◆ **Written task**: Render the entries below as a numbered list with blank lines omitted, and leave the pictures out of your answer.
━━━━━ Material provided
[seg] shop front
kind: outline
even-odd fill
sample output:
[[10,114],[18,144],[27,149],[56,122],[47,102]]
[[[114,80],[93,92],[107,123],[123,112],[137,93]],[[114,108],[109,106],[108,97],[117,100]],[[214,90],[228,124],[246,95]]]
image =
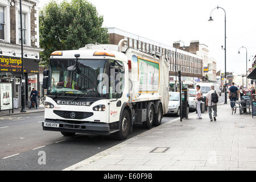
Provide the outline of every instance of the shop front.
[[[39,60],[23,57],[23,70],[24,73],[24,89],[26,105],[27,105],[30,92],[32,88],[39,89]],[[10,78],[13,82],[13,98],[18,100],[18,105],[21,105],[22,93],[22,60],[19,57],[0,55],[0,82],[6,82]],[[2,99],[2,98],[0,98]]]
[[[198,79],[197,79],[198,80]],[[169,76],[169,90],[174,92],[175,91],[175,76]],[[191,77],[183,77],[181,76],[181,82],[183,88],[192,88],[195,87],[195,78]],[[177,88],[179,86],[179,77],[177,76]]]

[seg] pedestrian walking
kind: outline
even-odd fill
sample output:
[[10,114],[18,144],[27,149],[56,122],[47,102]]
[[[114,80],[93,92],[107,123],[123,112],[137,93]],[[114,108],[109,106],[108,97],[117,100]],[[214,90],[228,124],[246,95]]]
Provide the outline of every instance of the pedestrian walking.
[[232,102],[236,102],[236,101],[239,98],[239,90],[234,86],[234,82],[232,82],[232,86],[229,88],[229,98],[230,100],[231,109],[234,109],[234,103]]
[[196,94],[194,96],[196,97],[196,110],[197,111],[197,118],[196,119],[202,119],[202,114],[201,113],[201,101],[202,100],[202,92],[200,90],[200,86],[196,85]]
[[208,113],[210,121],[212,122],[212,109],[213,110],[213,119],[216,121],[217,104],[218,102],[220,96],[214,90],[214,86],[210,86],[210,90],[207,94],[206,105],[208,106]]
[[30,104],[30,106],[28,107],[30,109],[31,109],[34,102],[35,102],[35,104],[36,105],[36,109],[38,109],[38,102],[36,101],[38,96],[38,91],[36,90],[34,88],[33,88],[30,93],[30,100],[31,101],[31,104]]

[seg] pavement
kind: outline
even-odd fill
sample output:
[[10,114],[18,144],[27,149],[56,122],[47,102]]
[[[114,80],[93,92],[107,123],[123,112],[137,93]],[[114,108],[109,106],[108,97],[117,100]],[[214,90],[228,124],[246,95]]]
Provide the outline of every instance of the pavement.
[[256,170],[256,119],[217,107],[196,119],[168,121],[102,151],[64,171]]
[[19,114],[28,114],[28,113],[42,113],[44,112],[44,106],[42,104],[38,106],[38,109],[36,109],[35,108],[31,108],[30,109],[27,106],[25,107],[25,110],[26,112],[24,113],[20,113],[21,107],[19,107],[18,109],[14,109],[13,111],[14,113],[12,113],[12,111],[11,110],[10,113],[9,110],[3,110],[0,111],[0,117],[3,117],[3,116],[7,116],[7,115],[19,115]]

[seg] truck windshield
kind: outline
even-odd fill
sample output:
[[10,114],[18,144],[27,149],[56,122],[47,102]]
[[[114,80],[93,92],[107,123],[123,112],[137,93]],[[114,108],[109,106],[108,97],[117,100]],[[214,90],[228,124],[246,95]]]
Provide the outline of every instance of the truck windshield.
[[201,86],[200,89],[203,93],[205,93],[210,90],[210,86]]
[[76,69],[68,70],[76,63],[76,59],[50,60],[48,94],[105,98],[106,93],[98,92],[97,86],[106,71],[107,60],[79,59]]
[[196,90],[189,90],[188,91],[188,93],[189,94],[189,97],[195,97],[194,95],[196,94]]
[[179,101],[180,100],[180,95],[176,93],[170,94],[169,101]]

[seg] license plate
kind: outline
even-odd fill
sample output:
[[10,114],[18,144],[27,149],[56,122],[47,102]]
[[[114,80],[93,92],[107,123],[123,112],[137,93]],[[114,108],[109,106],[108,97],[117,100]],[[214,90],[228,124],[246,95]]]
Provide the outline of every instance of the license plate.
[[46,127],[59,127],[59,123],[44,123],[44,126]]

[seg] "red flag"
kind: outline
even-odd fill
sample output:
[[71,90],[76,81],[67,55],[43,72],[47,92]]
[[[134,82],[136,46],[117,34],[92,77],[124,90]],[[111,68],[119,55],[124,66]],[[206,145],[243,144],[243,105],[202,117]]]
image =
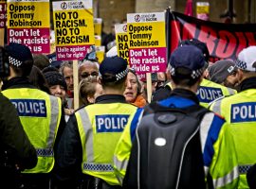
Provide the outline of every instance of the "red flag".
[[187,16],[192,16],[192,0],[187,0],[184,14]]

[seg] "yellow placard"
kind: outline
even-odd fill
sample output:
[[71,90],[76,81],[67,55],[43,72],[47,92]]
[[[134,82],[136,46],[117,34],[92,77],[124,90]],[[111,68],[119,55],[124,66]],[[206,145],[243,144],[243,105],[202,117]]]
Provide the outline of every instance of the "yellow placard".
[[88,9],[55,11],[53,20],[56,46],[95,43],[91,11]]
[[208,2],[197,2],[196,4],[196,13],[209,13],[210,12],[210,6]]
[[48,2],[8,2],[7,10],[9,28],[49,27]]
[[166,46],[164,22],[128,23],[127,34],[129,48]]
[[101,37],[99,35],[95,36],[95,45],[96,46],[101,46]]
[[94,19],[94,34],[101,35],[101,30],[102,30],[102,19],[95,18]]
[[127,24],[115,25],[116,43],[119,57],[121,57],[129,62],[129,45],[127,35]]

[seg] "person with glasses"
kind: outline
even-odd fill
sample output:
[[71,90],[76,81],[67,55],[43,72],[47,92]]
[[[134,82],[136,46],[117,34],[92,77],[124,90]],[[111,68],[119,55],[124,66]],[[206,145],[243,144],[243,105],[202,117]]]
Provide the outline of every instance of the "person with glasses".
━━━━━━━━━━
◆ **Result of this task**:
1. [seg] shop front
2. kind: outline
3. even-odd fill
4. sample output:
5. [[10,114],[18,144],[27,149],[56,122],[47,102]]
6. [[[114,80],[93,92],[107,123],[123,112],[137,93]],[[114,108],[109,106],[108,97],[117,100]],[[214,90],[228,124],[246,95]]]
7. image =
8. Provide the outline of every instance of the shop front.
9. [[[39,60],[23,57],[23,70],[24,73],[24,89],[26,105],[27,105],[30,92],[32,88],[39,89]],[[10,78],[13,82],[13,98],[18,100],[18,105],[21,105],[22,93],[22,60],[19,57],[0,55],[0,82],[6,82]],[[2,99],[2,98],[0,98]]]
10. [[[198,79],[197,79],[198,80]],[[169,76],[169,90],[174,92],[175,91],[175,76]],[[191,77],[183,77],[181,76],[181,82],[183,88],[192,88],[195,87],[195,78]],[[177,88],[179,86],[179,77],[177,76]]]
11. [seg] pedestrian walking
12. kind: outline
13. even-odd fill
14. sample output:
15. [[10,114],[18,144],[27,149],[56,122],[47,102]]
16. [[[114,80],[93,92],[107,123],[123,112],[137,93]],[[114,108],[109,106],[108,97],[117,100]],[[214,90],[228,124],[246,95]]]
17. Provide the outline of every instance of the pedestrian walking.
18. [[232,102],[236,102],[236,101],[239,98],[239,90],[234,86],[234,82],[232,82],[232,86],[229,88],[229,98],[230,100],[231,109],[234,109],[234,103]]
19. [[196,94],[194,96],[196,97],[196,110],[197,111],[197,118],[196,119],[202,119],[202,114],[201,113],[201,101],[202,100],[202,92],[200,90],[200,86],[196,85]]
20. [[208,113],[210,121],[212,122],[212,109],[213,110],[213,119],[216,121],[217,104],[218,102],[220,96],[214,90],[214,86],[210,86],[210,90],[207,94],[206,105],[208,106]]
21. [[30,104],[30,106],[28,107],[30,109],[31,109],[34,102],[35,102],[35,104],[36,105],[36,109],[38,109],[38,102],[36,101],[38,96],[38,91],[36,90],[34,88],[33,88],[30,93],[30,100],[31,101],[31,104]]
22. [seg] pavement
23. kind: outline
24. even-odd fill
25. sample output:
26. [[10,114],[18,144],[27,149],[56,122],[47,102]]
27. [[[114,80],[93,92],[107,123],[123,112],[137,93]],[[114,108],[109,106],[108,97],[117,100]],[[214,90],[228,124],[246,95]]]
28. Provide the outline of every instance of the pavement.
29. [[256,170],[256,119],[217,107],[196,119],[168,121],[102,151],[64,171]]
30. [[19,114],[28,114],[28,113],[42,113],[44,112],[44,106],[42,104],[38,106],[38,109],[36,109],[35,108],[31,108],[30,109],[27,106],[25,107],[25,110],[26,112],[24,113],[20,113],[21,107],[19,107],[18,109],[14,109],[13,111],[14,113],[12,113],[12,111],[11,110],[10,113],[9,110],[3,110],[0,111],[0,117],[3,117],[3,116],[7,116],[7,115],[19,115]]
31. [seg] truck windshield
32. kind: outline
33. even-odd fill
34. sample output:
35. [[10,114],[18,144],[27,149],[56,122],[47,102]]
36. [[[114,80],[93,92],[107,123],[123,112],[137,93]],[[114,108],[109,106],[108,97],[117,100]],[[214,90],[228,124],[246,95]]]
37. Provide the outline of every instance of the truck windshield.
38. [[201,86],[200,89],[203,93],[205,93],[210,90],[210,86]]
39. [[76,69],[68,70],[76,63],[76,59],[50,60],[48,94],[105,98],[106,93],[98,92],[97,86],[106,71],[107,60],[79,59]]
40. [[196,90],[189,90],[188,91],[188,93],[189,94],[189,97],[195,97],[194,95],[196,94]]
41. [[179,101],[180,100],[180,95],[176,93],[170,94],[169,101]]
42. [seg] license plate
43. kind: outline
44. even-odd fill
45. sample output:
46. [[10,114],[18,144],[27,149],[56,122],[47,102]]
47. [[[114,80],[93,92],[107,123],[123,112],[137,93]],[[114,108],[109,106],[108,97],[117,100]],[[214,90],[228,124],[246,95]]]
48. Provide the outline of every instance of the license plate.
49. [[46,127],[59,127],[59,123],[44,123],[44,126]]
50. [seg] "red flag"
51. kind: outline
52. even-odd fill
53. sample output:
54. [[71,90],[76,81],[67,55],[43,72],[47,92]]
55. [[[134,82],[136,46],[117,34],[92,77],[124,90]],[[111,68],[119,55],[124,66]],[[206,145],[243,144],[243,105],[202,117]]]
56. image =
57. Provide the outline of every instance of the "red flag".
58. [[187,16],[192,16],[192,0],[187,0],[184,14]]
59. [seg] "yellow placard"
60. kind: outline
61. even-odd fill
62. sample output:
63. [[71,90],[76,81],[67,55],[43,72],[47,92]]
64. [[[134,82],[136,46],[117,34],[92,77],[124,90]],[[111,68],[119,55],[124,66]],[[206,145],[243,144],[243,105],[202,117]]]
65. Provide the outline of every instance of the "yellow placard".
66. [[88,9],[55,11],[53,20],[56,46],[95,43],[91,11]]
67. [[208,2],[197,2],[196,4],[196,13],[209,13],[210,12],[210,6]]
68. [[48,2],[8,2],[7,10],[9,28],[49,27]]
69. [[166,46],[164,22],[128,23],[127,34],[129,48]]
70. [[101,37],[99,35],[95,36],[95,45],[96,46],[101,46]]
71. [[94,19],[94,34],[101,35],[101,30],[102,30],[102,19],[95,18]]
72. [[127,24],[115,25],[116,43],[119,57],[121,57],[129,62],[129,45],[127,35]]
73. [seg] "person with glasses"
74. kind: outline
75. even-odd fill
76. sample output:
77. [[71,90],[76,81],[67,55],[43,72],[47,92]]
78. [[[134,82],[136,46],[117,34],[92,77],[124,90]],[[111,68],[119,55],[124,66]],[[206,145],[243,144],[243,105],[202,117]]]
79. Provide the outline of every instance of the "person with glasses".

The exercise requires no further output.